Selected extract:
※

Context and next steps

Finland’s been angling for hydrogen production leadership for years, setting its sights on a 10% EU share by 2035 and carving out a homegrown market. A big milestone: Hy2gen has secured land near Oulu for a 200 MW e-fuel project—though final permits are still pending. Germany, meanwhile, has funneled millions into regional hydrogen hubs, including a €54 million research investment in Bavaria. This declaration leans on the EU Hydrogen Strategy, the RePowerEU plan and proposed TEN-E revisions to carve out dedicated hydrogen corridors. Baltic Sea energy initiatives are already scoping cross-border projects, so this pact is the concrete step that ties infrastructure and policy frameworks together across borders.

Regulatory alignment and market impact

One big hurdle is stitching Finland’s and Germany’s existing rulebooks into a seamless cross-border hydrogen market. That means syncing safety regulations for pipelines, standardizing certification for renewable fuels of non-biological origin (RFNBO) under RED II, and harmonizing environmental permits. Dedicated working groups will hash out mutual recognition of CE markings for electrolyzers, joint risk assessments for storage sites, and shared grid-connection processes. They’ll also set up a unified system for guarantees of origin so everyone has a clear read on carbon intensity—and companies can meet voluntary decarbonization targets. Cut the duplicate paperwork, and you cut lead times and costs. If this pilot succeeds, the EU could roll it out as a template for other Cross-Border Renewable Energy Projects. In practice, that opens up pathways for shipping green hydrogen from Finland to Germany via existing Baltic pipelines—or future dedicated hydrogen links—and for Germany to repurpose its gas network, knitting Northern Europe’s energy market ever closer.

※

Referring expression material
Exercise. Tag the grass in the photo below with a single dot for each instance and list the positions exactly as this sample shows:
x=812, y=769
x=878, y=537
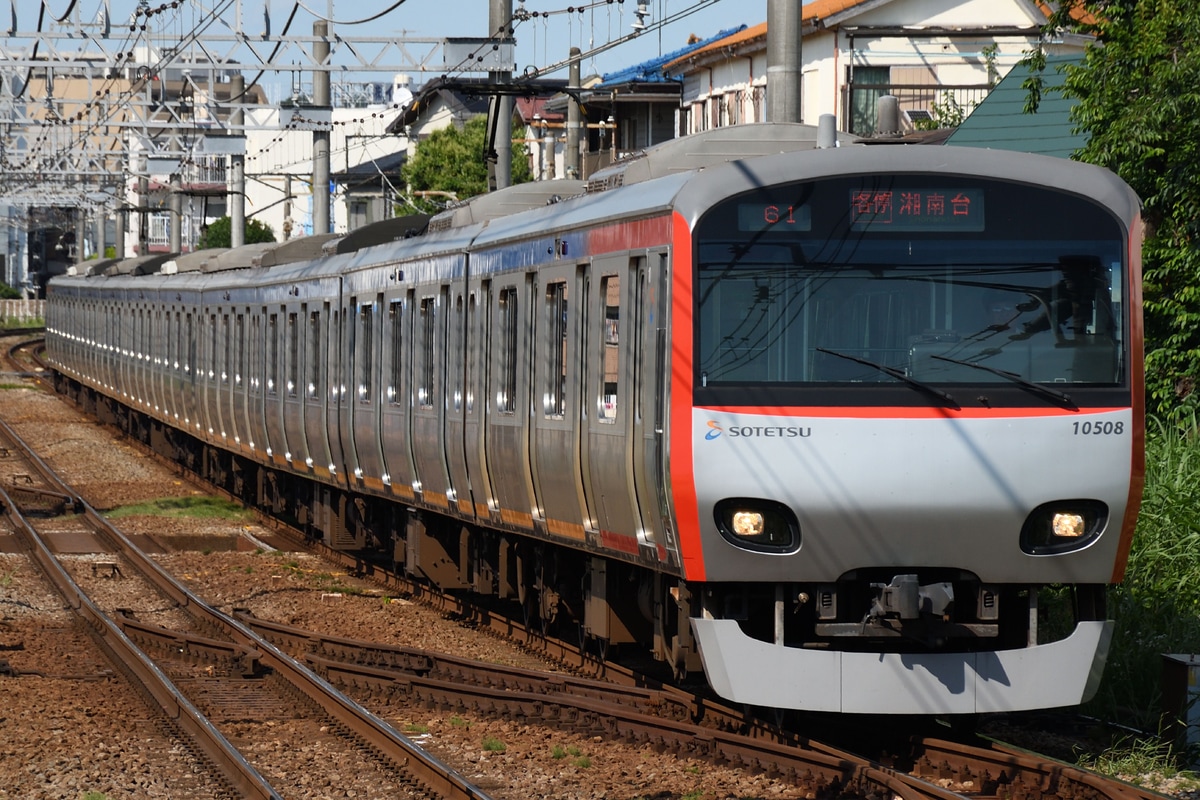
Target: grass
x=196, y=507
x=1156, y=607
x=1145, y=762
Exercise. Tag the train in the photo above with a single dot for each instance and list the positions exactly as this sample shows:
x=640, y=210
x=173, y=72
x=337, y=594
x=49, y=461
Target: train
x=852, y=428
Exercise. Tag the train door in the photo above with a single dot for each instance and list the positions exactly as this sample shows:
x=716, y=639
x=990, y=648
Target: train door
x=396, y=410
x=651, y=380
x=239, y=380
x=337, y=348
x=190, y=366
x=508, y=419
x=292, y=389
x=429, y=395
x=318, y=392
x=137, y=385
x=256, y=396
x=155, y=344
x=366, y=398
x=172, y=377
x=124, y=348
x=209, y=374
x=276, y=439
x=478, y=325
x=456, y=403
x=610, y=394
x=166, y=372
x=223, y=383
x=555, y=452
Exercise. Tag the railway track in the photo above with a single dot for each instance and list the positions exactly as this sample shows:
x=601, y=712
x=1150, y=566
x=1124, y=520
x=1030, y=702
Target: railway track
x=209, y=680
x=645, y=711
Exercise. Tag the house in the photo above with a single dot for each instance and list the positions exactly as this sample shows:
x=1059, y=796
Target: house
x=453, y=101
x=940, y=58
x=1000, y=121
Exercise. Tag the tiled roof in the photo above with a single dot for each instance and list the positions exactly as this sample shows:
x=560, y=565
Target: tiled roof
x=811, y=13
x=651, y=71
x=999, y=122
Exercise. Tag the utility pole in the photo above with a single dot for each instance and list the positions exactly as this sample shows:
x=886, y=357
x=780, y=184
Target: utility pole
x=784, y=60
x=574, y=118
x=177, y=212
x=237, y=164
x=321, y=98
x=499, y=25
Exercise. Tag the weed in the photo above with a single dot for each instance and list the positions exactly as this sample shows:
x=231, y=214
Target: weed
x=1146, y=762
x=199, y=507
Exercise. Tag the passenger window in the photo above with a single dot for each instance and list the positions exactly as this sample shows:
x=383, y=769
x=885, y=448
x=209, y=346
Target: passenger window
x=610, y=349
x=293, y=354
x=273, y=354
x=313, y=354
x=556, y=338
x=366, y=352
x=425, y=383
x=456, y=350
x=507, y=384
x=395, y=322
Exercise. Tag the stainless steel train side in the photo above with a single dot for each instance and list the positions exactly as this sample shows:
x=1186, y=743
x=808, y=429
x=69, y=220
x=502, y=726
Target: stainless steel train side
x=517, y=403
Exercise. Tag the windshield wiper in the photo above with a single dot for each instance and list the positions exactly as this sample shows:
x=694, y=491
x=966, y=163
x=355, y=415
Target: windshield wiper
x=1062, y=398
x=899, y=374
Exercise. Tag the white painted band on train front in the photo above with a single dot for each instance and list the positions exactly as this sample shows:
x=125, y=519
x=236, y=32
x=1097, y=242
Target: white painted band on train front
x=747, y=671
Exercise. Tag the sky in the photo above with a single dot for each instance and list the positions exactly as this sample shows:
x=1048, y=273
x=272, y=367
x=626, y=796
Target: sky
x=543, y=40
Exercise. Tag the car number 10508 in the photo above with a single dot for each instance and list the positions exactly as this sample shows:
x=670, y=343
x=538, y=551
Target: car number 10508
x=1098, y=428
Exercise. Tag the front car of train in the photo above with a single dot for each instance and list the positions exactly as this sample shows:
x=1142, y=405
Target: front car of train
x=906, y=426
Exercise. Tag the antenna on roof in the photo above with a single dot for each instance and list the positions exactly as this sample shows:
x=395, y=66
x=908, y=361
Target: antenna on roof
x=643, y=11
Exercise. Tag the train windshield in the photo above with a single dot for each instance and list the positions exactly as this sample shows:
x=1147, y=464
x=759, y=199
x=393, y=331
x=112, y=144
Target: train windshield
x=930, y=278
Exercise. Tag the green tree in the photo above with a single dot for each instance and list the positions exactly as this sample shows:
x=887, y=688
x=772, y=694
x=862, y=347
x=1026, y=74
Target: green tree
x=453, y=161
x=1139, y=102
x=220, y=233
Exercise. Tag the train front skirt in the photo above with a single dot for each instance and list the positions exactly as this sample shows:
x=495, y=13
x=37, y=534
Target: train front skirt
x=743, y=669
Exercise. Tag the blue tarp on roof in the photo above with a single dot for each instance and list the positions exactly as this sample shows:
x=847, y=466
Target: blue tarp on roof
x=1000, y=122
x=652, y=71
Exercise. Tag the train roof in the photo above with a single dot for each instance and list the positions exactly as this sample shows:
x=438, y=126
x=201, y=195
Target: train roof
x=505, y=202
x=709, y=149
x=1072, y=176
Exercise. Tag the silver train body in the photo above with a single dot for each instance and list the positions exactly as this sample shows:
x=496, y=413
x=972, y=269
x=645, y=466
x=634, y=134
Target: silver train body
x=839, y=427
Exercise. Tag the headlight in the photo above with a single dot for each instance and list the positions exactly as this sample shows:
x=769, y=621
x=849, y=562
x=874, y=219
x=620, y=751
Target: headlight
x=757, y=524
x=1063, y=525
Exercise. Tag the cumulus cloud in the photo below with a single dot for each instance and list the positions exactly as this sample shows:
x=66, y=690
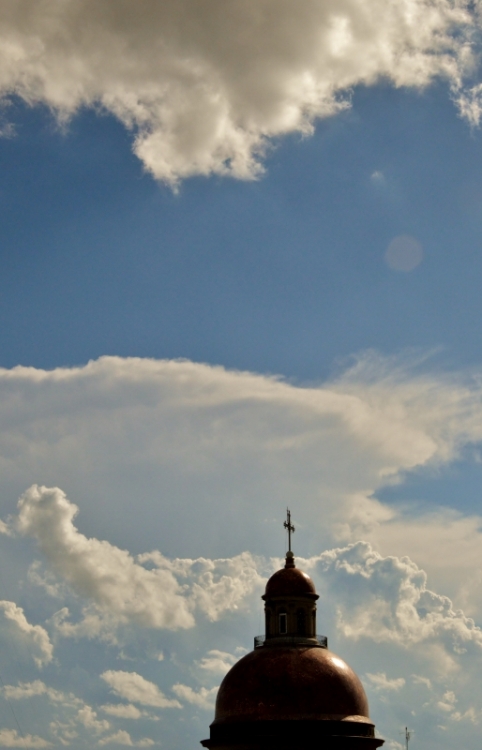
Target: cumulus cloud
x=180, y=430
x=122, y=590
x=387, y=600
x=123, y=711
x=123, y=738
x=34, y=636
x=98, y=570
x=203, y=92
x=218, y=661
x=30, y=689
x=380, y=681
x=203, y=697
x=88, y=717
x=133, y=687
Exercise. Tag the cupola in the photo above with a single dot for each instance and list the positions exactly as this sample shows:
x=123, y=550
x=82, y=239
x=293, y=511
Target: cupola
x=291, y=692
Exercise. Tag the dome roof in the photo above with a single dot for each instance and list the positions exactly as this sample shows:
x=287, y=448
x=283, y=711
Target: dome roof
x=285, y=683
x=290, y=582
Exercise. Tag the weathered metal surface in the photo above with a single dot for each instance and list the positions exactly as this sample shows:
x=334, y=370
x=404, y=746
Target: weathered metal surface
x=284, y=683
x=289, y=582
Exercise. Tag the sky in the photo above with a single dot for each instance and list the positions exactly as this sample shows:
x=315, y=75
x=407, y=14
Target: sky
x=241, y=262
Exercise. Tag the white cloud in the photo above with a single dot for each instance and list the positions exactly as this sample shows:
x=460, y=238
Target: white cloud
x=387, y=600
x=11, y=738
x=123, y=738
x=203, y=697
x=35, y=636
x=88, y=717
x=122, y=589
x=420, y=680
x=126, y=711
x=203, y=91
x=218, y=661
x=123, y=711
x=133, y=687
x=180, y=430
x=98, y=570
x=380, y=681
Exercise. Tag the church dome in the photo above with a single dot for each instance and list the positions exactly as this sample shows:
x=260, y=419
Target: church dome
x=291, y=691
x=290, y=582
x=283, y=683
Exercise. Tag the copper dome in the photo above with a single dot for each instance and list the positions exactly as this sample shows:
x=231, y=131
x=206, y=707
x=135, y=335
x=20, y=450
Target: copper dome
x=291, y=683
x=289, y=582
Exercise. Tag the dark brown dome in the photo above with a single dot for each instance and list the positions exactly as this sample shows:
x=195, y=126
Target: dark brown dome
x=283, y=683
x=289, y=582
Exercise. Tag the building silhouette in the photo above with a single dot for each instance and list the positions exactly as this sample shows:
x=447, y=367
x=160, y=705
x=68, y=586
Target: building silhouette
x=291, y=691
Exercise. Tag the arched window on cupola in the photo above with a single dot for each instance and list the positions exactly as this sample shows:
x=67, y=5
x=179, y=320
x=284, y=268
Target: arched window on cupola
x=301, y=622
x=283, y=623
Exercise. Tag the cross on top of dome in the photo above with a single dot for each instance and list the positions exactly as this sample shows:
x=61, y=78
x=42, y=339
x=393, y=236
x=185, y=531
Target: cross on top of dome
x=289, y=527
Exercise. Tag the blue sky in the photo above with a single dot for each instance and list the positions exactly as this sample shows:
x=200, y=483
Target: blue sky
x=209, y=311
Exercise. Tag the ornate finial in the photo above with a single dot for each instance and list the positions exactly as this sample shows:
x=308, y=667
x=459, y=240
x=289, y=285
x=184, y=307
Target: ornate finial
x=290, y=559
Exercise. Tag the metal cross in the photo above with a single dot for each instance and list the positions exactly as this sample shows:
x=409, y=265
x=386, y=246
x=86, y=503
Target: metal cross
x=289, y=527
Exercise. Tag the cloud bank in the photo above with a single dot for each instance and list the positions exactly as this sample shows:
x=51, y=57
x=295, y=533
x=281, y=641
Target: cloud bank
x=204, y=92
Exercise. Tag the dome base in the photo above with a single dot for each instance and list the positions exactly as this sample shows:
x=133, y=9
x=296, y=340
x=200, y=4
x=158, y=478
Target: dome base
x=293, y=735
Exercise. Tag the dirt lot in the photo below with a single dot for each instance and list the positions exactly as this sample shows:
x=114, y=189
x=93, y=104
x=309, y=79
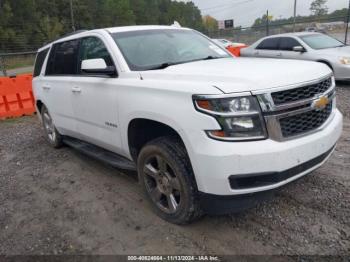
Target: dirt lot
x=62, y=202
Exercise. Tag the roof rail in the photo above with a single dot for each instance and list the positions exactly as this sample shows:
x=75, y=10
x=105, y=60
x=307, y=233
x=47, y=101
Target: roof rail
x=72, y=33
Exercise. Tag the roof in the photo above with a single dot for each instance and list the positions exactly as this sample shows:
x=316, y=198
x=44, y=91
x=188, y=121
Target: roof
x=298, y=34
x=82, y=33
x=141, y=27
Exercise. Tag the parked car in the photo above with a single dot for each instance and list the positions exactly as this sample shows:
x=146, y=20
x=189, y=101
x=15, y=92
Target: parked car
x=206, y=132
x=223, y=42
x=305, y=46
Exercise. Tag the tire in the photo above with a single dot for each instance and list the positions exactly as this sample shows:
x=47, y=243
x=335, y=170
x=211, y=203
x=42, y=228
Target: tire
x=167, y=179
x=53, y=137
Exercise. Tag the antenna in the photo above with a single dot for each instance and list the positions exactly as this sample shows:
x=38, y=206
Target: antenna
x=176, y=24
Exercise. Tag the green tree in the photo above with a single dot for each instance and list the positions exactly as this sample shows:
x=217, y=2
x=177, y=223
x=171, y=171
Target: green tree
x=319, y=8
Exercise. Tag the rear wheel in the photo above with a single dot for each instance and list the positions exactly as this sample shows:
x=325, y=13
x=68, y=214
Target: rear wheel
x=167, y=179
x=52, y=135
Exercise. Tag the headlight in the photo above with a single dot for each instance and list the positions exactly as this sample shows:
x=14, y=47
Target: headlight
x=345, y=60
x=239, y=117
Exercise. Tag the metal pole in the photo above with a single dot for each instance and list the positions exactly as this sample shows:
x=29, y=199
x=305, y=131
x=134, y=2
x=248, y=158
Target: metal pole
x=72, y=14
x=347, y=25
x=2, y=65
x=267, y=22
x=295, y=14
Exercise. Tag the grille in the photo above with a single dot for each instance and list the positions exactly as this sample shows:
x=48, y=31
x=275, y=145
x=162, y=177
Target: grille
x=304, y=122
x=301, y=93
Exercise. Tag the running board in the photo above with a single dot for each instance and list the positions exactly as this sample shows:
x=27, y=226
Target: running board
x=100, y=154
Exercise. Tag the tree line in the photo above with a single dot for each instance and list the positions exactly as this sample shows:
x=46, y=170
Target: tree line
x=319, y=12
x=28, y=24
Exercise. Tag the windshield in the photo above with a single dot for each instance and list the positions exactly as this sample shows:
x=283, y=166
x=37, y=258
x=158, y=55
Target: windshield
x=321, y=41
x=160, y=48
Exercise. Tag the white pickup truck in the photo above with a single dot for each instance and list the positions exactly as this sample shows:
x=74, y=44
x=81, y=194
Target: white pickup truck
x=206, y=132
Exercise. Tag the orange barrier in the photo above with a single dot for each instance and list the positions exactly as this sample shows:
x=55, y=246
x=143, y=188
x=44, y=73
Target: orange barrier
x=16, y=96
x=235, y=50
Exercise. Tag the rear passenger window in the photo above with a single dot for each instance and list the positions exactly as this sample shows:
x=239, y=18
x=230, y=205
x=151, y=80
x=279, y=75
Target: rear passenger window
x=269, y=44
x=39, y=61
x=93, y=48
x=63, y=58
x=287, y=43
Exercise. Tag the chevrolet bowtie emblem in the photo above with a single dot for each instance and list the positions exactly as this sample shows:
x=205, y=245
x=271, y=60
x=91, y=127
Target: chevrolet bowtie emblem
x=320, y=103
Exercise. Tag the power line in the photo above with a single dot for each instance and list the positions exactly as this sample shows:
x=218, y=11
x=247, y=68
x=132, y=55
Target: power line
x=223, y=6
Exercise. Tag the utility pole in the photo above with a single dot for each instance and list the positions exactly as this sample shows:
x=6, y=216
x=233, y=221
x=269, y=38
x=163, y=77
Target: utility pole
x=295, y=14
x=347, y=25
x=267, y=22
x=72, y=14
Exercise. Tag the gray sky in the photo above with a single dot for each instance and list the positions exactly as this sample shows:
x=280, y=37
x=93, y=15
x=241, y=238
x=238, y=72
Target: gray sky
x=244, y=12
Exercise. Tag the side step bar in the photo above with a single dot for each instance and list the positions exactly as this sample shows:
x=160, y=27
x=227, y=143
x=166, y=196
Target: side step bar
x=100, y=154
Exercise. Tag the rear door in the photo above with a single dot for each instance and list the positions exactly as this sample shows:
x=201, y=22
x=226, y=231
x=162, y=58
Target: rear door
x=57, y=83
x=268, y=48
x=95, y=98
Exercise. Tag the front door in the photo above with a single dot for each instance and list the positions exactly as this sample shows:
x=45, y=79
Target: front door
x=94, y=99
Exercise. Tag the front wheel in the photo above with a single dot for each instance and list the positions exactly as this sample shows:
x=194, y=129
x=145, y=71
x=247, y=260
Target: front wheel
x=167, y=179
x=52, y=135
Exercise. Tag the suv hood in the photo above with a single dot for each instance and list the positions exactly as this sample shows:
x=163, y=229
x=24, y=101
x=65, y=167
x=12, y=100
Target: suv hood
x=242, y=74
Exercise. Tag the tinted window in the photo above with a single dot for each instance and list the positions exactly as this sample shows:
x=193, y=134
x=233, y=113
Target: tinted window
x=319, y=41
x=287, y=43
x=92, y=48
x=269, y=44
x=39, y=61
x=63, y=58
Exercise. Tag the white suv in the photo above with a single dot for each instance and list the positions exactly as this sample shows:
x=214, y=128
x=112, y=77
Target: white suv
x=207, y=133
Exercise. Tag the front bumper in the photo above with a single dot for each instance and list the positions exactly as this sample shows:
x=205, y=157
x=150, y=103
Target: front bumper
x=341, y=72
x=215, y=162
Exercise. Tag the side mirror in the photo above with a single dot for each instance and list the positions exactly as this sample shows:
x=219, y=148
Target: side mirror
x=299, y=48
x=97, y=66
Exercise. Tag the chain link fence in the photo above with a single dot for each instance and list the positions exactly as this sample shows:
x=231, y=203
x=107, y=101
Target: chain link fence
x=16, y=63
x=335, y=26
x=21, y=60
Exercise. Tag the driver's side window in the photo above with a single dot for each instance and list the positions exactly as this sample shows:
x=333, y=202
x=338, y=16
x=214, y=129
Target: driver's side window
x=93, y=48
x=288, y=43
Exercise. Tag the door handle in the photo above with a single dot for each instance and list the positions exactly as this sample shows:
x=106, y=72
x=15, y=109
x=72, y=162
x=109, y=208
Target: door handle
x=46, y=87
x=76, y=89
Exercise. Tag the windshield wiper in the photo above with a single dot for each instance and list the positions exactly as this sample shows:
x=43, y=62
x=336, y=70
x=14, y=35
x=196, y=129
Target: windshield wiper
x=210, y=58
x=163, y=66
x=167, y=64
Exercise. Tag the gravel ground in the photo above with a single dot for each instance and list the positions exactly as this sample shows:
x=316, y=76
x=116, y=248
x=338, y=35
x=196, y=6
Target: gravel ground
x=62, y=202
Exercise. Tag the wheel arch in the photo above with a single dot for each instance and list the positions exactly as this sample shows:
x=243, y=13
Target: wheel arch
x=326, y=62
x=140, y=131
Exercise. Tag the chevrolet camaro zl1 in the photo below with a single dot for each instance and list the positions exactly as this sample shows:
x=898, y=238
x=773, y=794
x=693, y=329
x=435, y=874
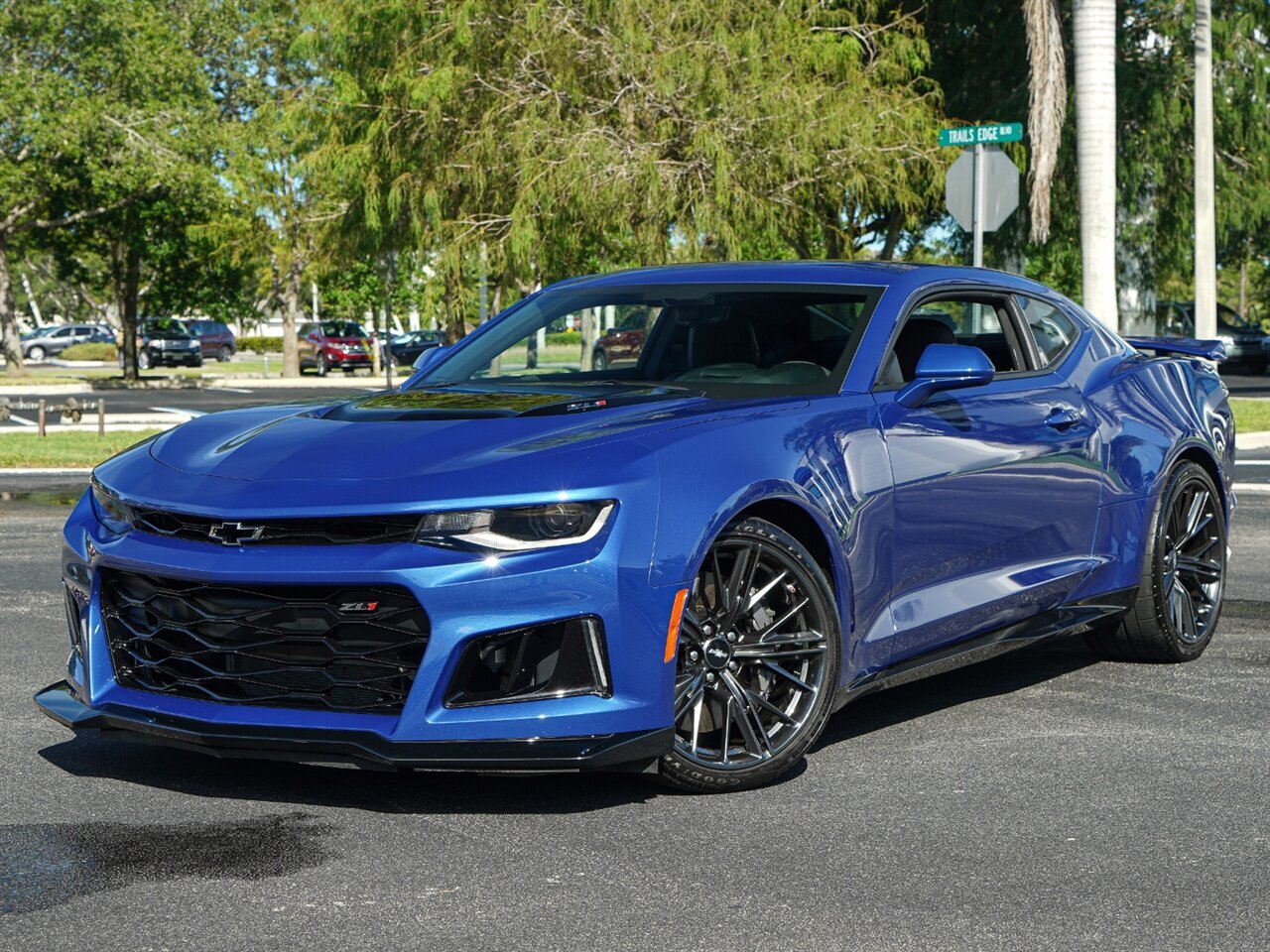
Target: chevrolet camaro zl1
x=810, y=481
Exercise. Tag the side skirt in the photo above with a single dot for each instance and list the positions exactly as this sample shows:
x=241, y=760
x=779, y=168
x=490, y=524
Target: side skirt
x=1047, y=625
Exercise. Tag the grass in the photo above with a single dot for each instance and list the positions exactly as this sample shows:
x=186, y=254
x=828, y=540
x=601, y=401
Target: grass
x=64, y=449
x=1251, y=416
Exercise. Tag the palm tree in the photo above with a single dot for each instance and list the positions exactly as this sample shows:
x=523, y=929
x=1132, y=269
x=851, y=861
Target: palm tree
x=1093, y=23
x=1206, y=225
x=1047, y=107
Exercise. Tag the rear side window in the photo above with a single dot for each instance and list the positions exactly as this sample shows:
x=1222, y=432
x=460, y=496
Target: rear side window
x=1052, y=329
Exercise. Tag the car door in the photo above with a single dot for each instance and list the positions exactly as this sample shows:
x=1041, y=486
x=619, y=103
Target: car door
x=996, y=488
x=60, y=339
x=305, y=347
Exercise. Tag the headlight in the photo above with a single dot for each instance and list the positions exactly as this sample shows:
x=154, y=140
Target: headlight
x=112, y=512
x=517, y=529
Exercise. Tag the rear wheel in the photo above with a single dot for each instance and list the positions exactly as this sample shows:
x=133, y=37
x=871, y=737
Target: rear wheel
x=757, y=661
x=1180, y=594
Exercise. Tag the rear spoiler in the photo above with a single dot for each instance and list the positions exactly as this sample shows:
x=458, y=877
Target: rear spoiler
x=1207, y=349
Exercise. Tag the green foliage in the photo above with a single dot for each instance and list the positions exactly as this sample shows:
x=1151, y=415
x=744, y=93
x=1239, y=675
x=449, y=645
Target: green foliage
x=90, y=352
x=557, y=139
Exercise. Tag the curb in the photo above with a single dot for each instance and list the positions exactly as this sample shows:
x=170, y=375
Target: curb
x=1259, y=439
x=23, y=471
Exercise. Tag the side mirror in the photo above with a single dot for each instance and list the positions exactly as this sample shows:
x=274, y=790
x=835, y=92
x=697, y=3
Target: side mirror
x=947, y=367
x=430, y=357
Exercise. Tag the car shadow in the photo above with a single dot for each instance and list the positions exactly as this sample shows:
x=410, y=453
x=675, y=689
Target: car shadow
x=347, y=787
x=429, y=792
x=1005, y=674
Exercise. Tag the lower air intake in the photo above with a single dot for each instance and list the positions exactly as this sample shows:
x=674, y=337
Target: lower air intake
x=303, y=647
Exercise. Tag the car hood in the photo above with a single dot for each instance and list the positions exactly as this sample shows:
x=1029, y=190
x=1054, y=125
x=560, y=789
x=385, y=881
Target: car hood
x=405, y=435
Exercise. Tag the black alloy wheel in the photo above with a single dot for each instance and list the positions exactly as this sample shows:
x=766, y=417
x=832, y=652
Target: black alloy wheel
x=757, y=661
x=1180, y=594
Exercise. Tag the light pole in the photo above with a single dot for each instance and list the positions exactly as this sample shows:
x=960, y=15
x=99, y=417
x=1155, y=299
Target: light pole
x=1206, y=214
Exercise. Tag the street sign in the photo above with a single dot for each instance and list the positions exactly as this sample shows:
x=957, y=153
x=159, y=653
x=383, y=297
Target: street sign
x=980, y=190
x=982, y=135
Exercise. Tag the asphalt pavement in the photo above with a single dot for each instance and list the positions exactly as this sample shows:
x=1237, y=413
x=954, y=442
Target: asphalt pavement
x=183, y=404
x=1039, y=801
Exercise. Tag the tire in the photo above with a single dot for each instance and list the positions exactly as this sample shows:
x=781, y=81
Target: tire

※

What you are asked to do: In the hydrogen article, how large is the research investment Germany made in Bavaria? Rely only on the hydrogen article for your answer.

Written solution: €54 million.